## SUPPLIED INFORMATION

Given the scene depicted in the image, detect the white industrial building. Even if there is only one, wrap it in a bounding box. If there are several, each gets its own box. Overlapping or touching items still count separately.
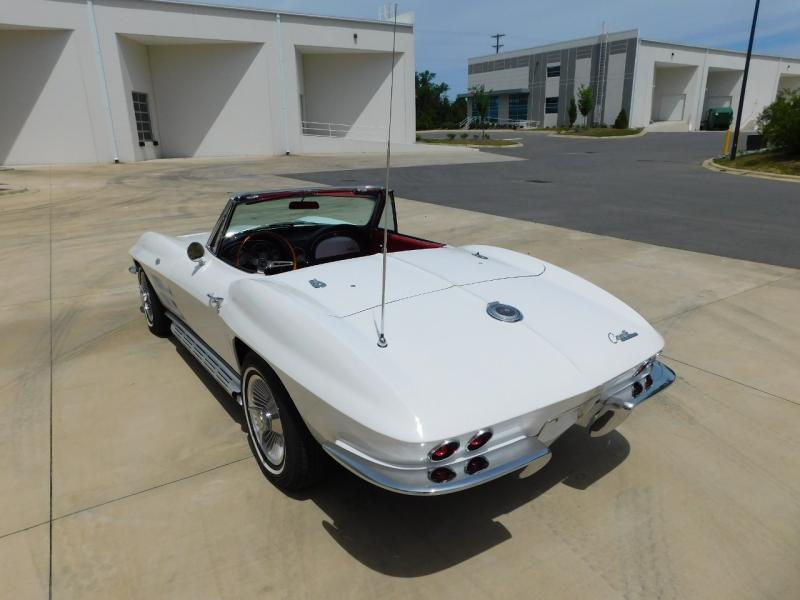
[0,0,415,164]
[468,30,800,131]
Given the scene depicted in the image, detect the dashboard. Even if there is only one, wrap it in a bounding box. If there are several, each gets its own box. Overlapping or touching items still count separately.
[219,225,370,275]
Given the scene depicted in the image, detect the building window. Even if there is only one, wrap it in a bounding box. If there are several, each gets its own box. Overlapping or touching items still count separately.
[486,96,500,121]
[132,92,153,146]
[508,94,528,121]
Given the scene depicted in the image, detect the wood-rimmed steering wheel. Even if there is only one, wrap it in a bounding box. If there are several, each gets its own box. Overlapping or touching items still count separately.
[236,231,297,271]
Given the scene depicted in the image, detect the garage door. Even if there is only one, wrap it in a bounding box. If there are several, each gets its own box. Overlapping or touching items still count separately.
[656,94,686,121]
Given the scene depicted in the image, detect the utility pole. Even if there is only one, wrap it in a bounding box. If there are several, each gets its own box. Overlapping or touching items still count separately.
[489,33,506,54]
[731,0,761,160]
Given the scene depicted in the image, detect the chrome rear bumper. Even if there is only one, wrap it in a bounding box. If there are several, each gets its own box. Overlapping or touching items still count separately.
[322,358,675,496]
[322,436,551,496]
[581,361,675,437]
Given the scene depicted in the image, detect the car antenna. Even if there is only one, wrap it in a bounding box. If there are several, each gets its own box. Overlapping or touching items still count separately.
[378,4,397,348]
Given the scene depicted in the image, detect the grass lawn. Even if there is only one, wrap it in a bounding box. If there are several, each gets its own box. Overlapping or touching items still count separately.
[714,152,800,175]
[558,127,642,137]
[417,137,519,146]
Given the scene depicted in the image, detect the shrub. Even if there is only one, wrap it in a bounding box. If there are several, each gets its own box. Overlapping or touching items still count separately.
[758,89,800,154]
[614,108,628,129]
[578,85,594,127]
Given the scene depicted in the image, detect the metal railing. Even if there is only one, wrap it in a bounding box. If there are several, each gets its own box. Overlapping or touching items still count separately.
[458,115,539,129]
[301,121,388,142]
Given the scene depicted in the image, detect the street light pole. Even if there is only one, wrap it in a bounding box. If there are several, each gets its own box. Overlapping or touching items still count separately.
[731,0,761,160]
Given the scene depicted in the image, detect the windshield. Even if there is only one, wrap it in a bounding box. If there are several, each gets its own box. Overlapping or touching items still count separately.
[225,194,378,237]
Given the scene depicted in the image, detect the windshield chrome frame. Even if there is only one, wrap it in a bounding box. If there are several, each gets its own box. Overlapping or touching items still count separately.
[206,186,390,256]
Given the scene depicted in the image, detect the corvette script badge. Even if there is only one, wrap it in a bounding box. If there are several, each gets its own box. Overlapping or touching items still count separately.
[608,329,639,344]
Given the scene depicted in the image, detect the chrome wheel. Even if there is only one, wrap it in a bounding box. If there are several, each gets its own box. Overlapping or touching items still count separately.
[139,271,155,325]
[245,369,286,474]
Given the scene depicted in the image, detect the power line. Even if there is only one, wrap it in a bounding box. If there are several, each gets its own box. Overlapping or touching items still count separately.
[489,33,506,54]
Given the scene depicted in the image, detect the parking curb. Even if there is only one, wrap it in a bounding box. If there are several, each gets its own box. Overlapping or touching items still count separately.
[549,127,648,140]
[703,158,800,183]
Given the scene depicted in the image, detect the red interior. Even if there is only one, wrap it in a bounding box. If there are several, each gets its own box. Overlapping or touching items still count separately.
[371,229,444,252]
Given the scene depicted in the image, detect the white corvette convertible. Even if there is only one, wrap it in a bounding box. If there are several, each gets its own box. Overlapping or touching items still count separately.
[131,187,675,495]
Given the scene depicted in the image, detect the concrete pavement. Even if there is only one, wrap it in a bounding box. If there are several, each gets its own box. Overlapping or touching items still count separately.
[290,132,800,268]
[0,155,800,599]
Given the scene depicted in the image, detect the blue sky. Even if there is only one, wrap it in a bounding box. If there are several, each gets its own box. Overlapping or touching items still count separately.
[205,0,800,96]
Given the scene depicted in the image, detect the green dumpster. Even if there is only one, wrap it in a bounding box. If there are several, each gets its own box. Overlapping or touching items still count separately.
[706,106,733,129]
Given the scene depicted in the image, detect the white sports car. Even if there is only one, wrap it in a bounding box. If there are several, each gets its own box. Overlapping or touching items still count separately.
[131,187,675,495]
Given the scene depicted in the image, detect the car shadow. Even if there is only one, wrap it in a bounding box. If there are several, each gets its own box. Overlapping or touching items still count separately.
[304,427,630,577]
[169,337,630,577]
[167,336,247,433]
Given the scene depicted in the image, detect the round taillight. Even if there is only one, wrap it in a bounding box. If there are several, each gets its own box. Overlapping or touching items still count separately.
[428,467,456,483]
[467,431,492,451]
[464,456,489,475]
[428,442,458,461]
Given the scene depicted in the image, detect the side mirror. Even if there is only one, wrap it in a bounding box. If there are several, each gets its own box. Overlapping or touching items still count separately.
[186,242,206,262]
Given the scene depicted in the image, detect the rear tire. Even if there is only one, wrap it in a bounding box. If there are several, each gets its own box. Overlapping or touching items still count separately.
[242,354,325,491]
[138,267,170,337]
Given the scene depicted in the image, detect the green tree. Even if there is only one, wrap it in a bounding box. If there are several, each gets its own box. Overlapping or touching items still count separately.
[578,85,594,127]
[469,84,491,137]
[614,108,628,129]
[414,71,450,129]
[758,89,800,155]
[450,98,467,124]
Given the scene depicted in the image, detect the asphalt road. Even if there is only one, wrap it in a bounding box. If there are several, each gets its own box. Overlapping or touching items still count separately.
[291,132,800,268]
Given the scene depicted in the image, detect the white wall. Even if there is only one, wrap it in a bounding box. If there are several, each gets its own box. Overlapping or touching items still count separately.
[302,53,406,142]
[0,0,415,164]
[0,30,97,164]
[117,36,161,160]
[543,61,561,127]
[603,52,628,125]
[631,40,800,130]
[150,44,273,158]
[778,74,800,90]
[700,70,743,120]
[650,64,699,123]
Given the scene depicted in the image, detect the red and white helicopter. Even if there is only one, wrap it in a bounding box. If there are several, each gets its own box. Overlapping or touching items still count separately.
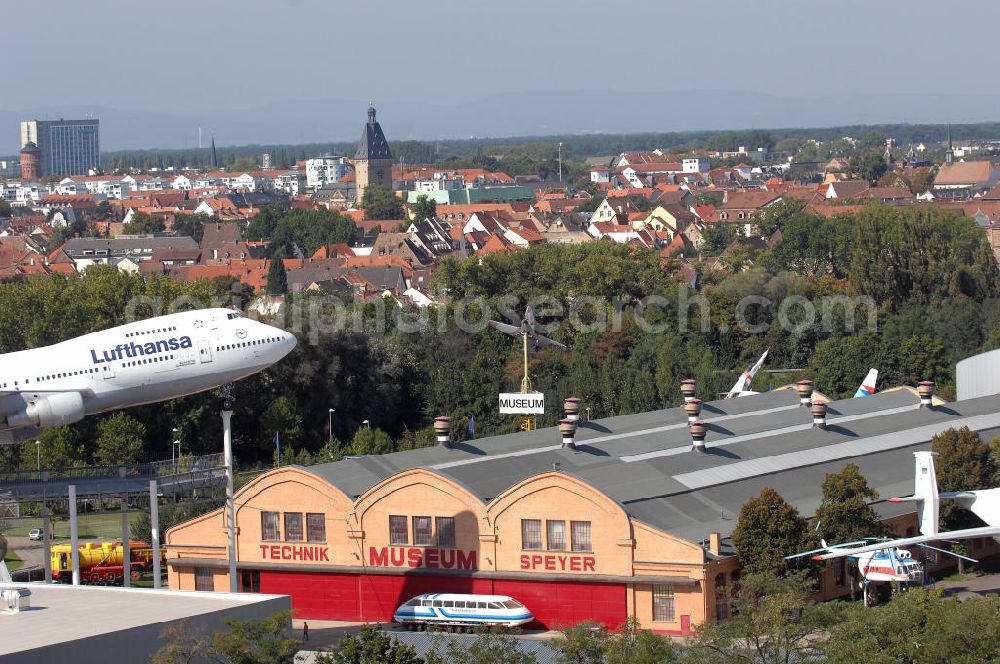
[785,451,1000,606]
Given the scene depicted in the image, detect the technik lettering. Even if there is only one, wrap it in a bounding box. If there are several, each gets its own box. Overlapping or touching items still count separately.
[90,336,194,364]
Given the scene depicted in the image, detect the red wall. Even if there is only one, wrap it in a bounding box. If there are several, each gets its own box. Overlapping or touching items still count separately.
[260,571,627,629]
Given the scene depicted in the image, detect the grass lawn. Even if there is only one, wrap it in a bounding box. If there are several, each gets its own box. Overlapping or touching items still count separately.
[3,549,24,572]
[7,512,139,539]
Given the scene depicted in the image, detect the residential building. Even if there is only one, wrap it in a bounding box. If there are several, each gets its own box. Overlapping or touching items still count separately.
[21,119,101,177]
[306,155,351,191]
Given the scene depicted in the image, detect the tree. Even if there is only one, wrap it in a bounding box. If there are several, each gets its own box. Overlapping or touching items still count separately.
[733,487,806,573]
[813,463,886,543]
[427,627,538,664]
[94,411,146,466]
[931,427,997,530]
[152,611,302,664]
[257,395,302,450]
[315,625,424,664]
[265,256,288,295]
[173,212,215,243]
[410,194,437,221]
[549,616,682,664]
[348,426,393,456]
[851,150,889,184]
[700,223,740,256]
[361,185,403,220]
[21,426,84,468]
[681,573,841,664]
[822,588,1000,664]
[122,212,166,235]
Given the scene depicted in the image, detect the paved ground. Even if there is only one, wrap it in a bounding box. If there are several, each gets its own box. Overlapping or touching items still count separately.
[292,620,559,664]
[933,574,1000,598]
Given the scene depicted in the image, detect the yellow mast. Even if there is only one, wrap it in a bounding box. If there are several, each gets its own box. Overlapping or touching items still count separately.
[521,332,535,431]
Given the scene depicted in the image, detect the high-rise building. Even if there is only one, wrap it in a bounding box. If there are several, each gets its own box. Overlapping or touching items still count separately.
[354,106,392,202]
[21,120,101,177]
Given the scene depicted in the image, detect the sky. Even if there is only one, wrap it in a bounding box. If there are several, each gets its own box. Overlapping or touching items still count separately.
[0,0,1000,147]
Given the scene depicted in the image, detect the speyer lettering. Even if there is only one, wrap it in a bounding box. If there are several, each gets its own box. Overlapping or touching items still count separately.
[521,553,597,572]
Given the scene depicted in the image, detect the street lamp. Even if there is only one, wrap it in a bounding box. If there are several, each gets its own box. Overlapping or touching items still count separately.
[170,427,181,466]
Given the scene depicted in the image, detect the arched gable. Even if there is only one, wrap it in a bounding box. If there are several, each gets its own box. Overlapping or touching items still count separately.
[486,472,634,576]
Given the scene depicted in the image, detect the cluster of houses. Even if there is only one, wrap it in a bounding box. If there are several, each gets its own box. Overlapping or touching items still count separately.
[0,141,1000,304]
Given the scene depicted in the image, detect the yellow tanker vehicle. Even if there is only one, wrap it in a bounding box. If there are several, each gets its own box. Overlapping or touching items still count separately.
[52,541,166,583]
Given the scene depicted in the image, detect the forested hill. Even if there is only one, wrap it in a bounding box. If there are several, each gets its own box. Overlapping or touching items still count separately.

## TASK DETAILS
Transcribe, word for word, every line from the one containing "Given the scene depicted in the image, detect the street lamp." through the final line of the entries, and nothing else.

## WORKED SOLUTION
Given the scene depicted in the image, detect the street lamp. Even if there is only one, wrap it in a bounding box. If there are several, each gets its own box. Overlapping or touching items still count separately.
[170,427,181,466]
Given the scene depicted in the image, detect the arched gable. Even if there is only one, wrap it in a bounding box. If there are several, each gets its own box. Overlapping or touching items still count separately.
[486,472,634,576]
Given the scene depicted in the image, detect the cluster of houses. Even if there is only one, wrap it in a bounding box. If there are several, each gets its own box. Overlapping or touching items still count separately.
[0,141,1000,304]
Given the scene depicted in the image, detect the yellow tanker vehicle. Even if there is only one, wrap it in a bounding box. If there are several, each gets its own box. Overlapping or touching items still count separately.
[52,541,166,583]
Given the scene depicted in the image, detect the forested hill. Even if there is only one, wrap it in a bounding box. If there are several, each gets its own box. Overlapping or touching items still count separately.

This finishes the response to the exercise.